Please output exactly the run of lines that starts at the line with "Can you see the white tent" and ends at the last line of the records below.

>> begin Material for this exercise

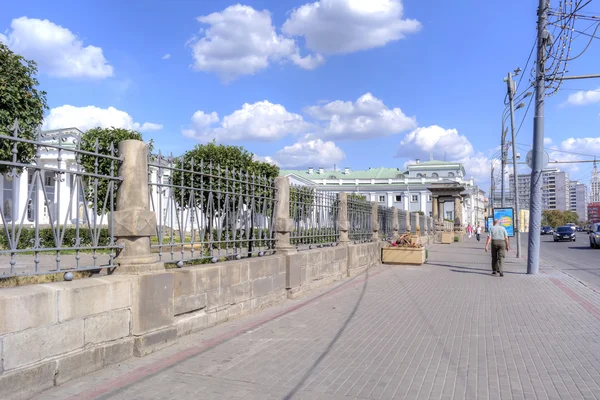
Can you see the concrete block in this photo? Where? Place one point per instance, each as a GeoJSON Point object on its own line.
{"type": "Point", "coordinates": [207, 278]}
{"type": "Point", "coordinates": [295, 264]}
{"type": "Point", "coordinates": [85, 297]}
{"type": "Point", "coordinates": [27, 307]}
{"type": "Point", "coordinates": [279, 282]}
{"type": "Point", "coordinates": [231, 273]}
{"type": "Point", "coordinates": [25, 383]}
{"type": "Point", "coordinates": [34, 345]}
{"type": "Point", "coordinates": [152, 302]}
{"type": "Point", "coordinates": [186, 304]}
{"type": "Point", "coordinates": [106, 327]}
{"type": "Point", "coordinates": [191, 323]}
{"type": "Point", "coordinates": [79, 364]}
{"type": "Point", "coordinates": [118, 351]}
{"type": "Point", "coordinates": [153, 341]}
{"type": "Point", "coordinates": [184, 282]}
{"type": "Point", "coordinates": [242, 292]}
{"type": "Point", "coordinates": [315, 257]}
{"type": "Point", "coordinates": [262, 287]}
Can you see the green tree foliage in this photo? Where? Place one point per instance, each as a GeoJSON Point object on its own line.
{"type": "Point", "coordinates": [21, 100]}
{"type": "Point", "coordinates": [104, 141]}
{"type": "Point", "coordinates": [223, 170]}
{"type": "Point", "coordinates": [301, 202]}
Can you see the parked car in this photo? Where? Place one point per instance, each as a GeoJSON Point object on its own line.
{"type": "Point", "coordinates": [595, 236]}
{"type": "Point", "coordinates": [564, 233]}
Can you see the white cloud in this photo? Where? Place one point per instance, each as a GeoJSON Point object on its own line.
{"type": "Point", "coordinates": [582, 97]}
{"type": "Point", "coordinates": [88, 117]}
{"type": "Point", "coordinates": [243, 41]}
{"type": "Point", "coordinates": [368, 117]}
{"type": "Point", "coordinates": [443, 143]}
{"type": "Point", "coordinates": [57, 50]}
{"type": "Point", "coordinates": [309, 152]}
{"type": "Point", "coordinates": [263, 121]}
{"type": "Point", "coordinates": [344, 26]}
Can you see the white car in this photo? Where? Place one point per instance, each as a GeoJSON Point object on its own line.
{"type": "Point", "coordinates": [595, 236]}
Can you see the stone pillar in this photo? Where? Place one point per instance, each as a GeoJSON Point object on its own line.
{"type": "Point", "coordinates": [434, 208]}
{"type": "Point", "coordinates": [395, 225]}
{"type": "Point", "coordinates": [375, 221]}
{"type": "Point", "coordinates": [152, 312]}
{"type": "Point", "coordinates": [133, 222]}
{"type": "Point", "coordinates": [417, 224]}
{"type": "Point", "coordinates": [283, 223]}
{"type": "Point", "coordinates": [343, 223]}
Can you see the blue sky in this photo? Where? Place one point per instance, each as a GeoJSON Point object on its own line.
{"type": "Point", "coordinates": [347, 82]}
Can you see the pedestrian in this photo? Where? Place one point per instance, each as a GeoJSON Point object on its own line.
{"type": "Point", "coordinates": [499, 239]}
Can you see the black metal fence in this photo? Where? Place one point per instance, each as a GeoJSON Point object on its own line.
{"type": "Point", "coordinates": [359, 219]}
{"type": "Point", "coordinates": [385, 217]}
{"type": "Point", "coordinates": [314, 215]}
{"type": "Point", "coordinates": [58, 195]}
{"type": "Point", "coordinates": [209, 213]}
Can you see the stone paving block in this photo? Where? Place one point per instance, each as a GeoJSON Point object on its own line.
{"type": "Point", "coordinates": [34, 345]}
{"type": "Point", "coordinates": [27, 307]}
{"type": "Point", "coordinates": [106, 327]}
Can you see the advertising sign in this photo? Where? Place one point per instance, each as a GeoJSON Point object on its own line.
{"type": "Point", "coordinates": [506, 218]}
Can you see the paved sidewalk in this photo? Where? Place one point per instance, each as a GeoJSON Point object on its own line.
{"type": "Point", "coordinates": [445, 330]}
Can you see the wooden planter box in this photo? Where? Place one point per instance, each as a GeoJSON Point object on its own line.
{"type": "Point", "coordinates": [447, 237]}
{"type": "Point", "coordinates": [403, 255]}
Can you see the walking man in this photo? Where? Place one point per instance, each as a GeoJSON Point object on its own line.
{"type": "Point", "coordinates": [499, 239]}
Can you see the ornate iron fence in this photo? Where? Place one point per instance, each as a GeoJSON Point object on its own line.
{"type": "Point", "coordinates": [402, 218]}
{"type": "Point", "coordinates": [207, 214]}
{"type": "Point", "coordinates": [57, 198]}
{"type": "Point", "coordinates": [359, 219]}
{"type": "Point", "coordinates": [385, 217]}
{"type": "Point", "coordinates": [314, 215]}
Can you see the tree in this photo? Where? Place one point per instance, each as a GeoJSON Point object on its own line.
{"type": "Point", "coordinates": [19, 100]}
{"type": "Point", "coordinates": [223, 176]}
{"type": "Point", "coordinates": [103, 141]}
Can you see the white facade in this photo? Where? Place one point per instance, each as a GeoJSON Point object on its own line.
{"type": "Point", "coordinates": [405, 190]}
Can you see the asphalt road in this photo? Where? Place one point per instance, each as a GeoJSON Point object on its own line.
{"type": "Point", "coordinates": [575, 258]}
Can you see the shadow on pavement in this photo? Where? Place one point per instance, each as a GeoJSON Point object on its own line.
{"type": "Point", "coordinates": [332, 343]}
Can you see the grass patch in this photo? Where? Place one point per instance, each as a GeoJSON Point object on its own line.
{"type": "Point", "coordinates": [35, 279]}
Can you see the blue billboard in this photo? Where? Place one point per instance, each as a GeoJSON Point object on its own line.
{"type": "Point", "coordinates": [506, 218]}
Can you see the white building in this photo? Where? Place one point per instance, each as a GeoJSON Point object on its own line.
{"type": "Point", "coordinates": [406, 190]}
{"type": "Point", "coordinates": [579, 199]}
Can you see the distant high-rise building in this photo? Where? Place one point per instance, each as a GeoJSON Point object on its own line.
{"type": "Point", "coordinates": [579, 199]}
{"type": "Point", "coordinates": [555, 190]}
{"type": "Point", "coordinates": [595, 185]}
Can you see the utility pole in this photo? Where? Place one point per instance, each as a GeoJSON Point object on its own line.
{"type": "Point", "coordinates": [511, 93]}
{"type": "Point", "coordinates": [535, 208]}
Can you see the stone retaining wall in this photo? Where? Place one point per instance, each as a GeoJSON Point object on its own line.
{"type": "Point", "coordinates": [51, 333]}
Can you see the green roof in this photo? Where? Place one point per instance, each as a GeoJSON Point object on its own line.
{"type": "Point", "coordinates": [372, 173]}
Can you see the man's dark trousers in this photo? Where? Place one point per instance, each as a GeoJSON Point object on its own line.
{"type": "Point", "coordinates": [498, 253]}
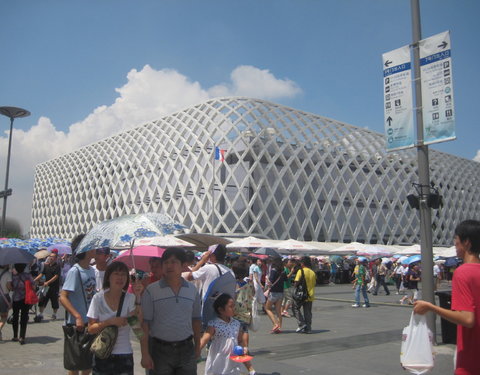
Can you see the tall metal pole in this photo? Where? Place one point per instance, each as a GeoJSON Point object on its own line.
{"type": "Point", "coordinates": [5, 196]}
{"type": "Point", "coordinates": [12, 113]}
{"type": "Point", "coordinates": [423, 174]}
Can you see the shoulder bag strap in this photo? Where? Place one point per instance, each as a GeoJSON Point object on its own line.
{"type": "Point", "coordinates": [83, 291]}
{"type": "Point", "coordinates": [304, 281]}
{"type": "Point", "coordinates": [1, 290]}
{"type": "Point", "coordinates": [120, 304]}
{"type": "Point", "coordinates": [278, 278]}
{"type": "Point", "coordinates": [219, 270]}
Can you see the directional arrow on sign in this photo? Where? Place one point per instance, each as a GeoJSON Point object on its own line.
{"type": "Point", "coordinates": [443, 45]}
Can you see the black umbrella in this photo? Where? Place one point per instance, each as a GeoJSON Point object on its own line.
{"type": "Point", "coordinates": [267, 251]}
{"type": "Point", "coordinates": [12, 255]}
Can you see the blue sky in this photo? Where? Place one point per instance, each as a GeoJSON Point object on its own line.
{"type": "Point", "coordinates": [88, 69]}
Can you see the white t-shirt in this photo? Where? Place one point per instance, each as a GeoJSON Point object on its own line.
{"type": "Point", "coordinates": [6, 277]}
{"type": "Point", "coordinates": [100, 310]}
{"type": "Point", "coordinates": [208, 273]}
{"type": "Point", "coordinates": [99, 275]}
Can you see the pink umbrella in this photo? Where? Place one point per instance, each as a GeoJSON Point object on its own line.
{"type": "Point", "coordinates": [141, 255]}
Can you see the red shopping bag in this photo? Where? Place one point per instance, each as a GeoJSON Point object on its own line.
{"type": "Point", "coordinates": [31, 297]}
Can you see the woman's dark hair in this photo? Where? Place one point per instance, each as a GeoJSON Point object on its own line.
{"type": "Point", "coordinates": [76, 241]}
{"type": "Point", "coordinates": [470, 230]}
{"type": "Point", "coordinates": [221, 301]}
{"type": "Point", "coordinates": [115, 267]}
{"type": "Point", "coordinates": [240, 269]}
{"type": "Point", "coordinates": [19, 267]}
{"type": "Point", "coordinates": [190, 256]}
{"type": "Point", "coordinates": [220, 253]}
{"type": "Point", "coordinates": [176, 252]}
{"type": "Point", "coordinates": [277, 263]}
{"type": "Point", "coordinates": [74, 245]}
{"type": "Point", "coordinates": [306, 261]}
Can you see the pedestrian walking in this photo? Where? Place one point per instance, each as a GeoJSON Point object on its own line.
{"type": "Point", "coordinates": [77, 293]}
{"type": "Point", "coordinates": [304, 319]}
{"type": "Point", "coordinates": [5, 300]}
{"type": "Point", "coordinates": [225, 334]}
{"type": "Point", "coordinates": [275, 286]}
{"type": "Point", "coordinates": [171, 311]}
{"type": "Point", "coordinates": [465, 308]}
{"type": "Point", "coordinates": [360, 283]}
{"type": "Point", "coordinates": [103, 312]}
{"type": "Point", "coordinates": [50, 287]}
{"type": "Point", "coordinates": [19, 306]}
{"type": "Point", "coordinates": [381, 276]}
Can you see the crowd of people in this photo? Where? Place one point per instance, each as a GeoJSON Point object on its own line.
{"type": "Point", "coordinates": [182, 305]}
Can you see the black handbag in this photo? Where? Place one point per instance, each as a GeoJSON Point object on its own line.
{"type": "Point", "coordinates": [105, 341]}
{"type": "Point", "coordinates": [76, 345]}
{"type": "Point", "coordinates": [76, 349]}
{"type": "Point", "coordinates": [300, 293]}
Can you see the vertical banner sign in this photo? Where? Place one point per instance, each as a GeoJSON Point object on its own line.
{"type": "Point", "coordinates": [397, 93]}
{"type": "Point", "coordinates": [437, 89]}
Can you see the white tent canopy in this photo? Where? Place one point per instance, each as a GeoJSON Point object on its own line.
{"type": "Point", "coordinates": [410, 250]}
{"type": "Point", "coordinates": [249, 242]}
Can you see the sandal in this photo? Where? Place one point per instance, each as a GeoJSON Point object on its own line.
{"type": "Point", "coordinates": [274, 329]}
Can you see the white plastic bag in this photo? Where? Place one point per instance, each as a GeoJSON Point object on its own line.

>> end Material for this exercise

[The solution]
Can you see the white tent canopy in this photo? Where? Place one point per instance, each as a GeoJSON Point object on its own line.
{"type": "Point", "coordinates": [410, 250]}
{"type": "Point", "coordinates": [249, 242]}
Can you see the sandal in this photo? Where? Place one point per instance, each as a GeoJSON Point object on its own line.
{"type": "Point", "coordinates": [274, 329]}
Can you see the white plastic bag in this photo? Where? Place one point per instance, each as a GeoJSON Point object on its own line.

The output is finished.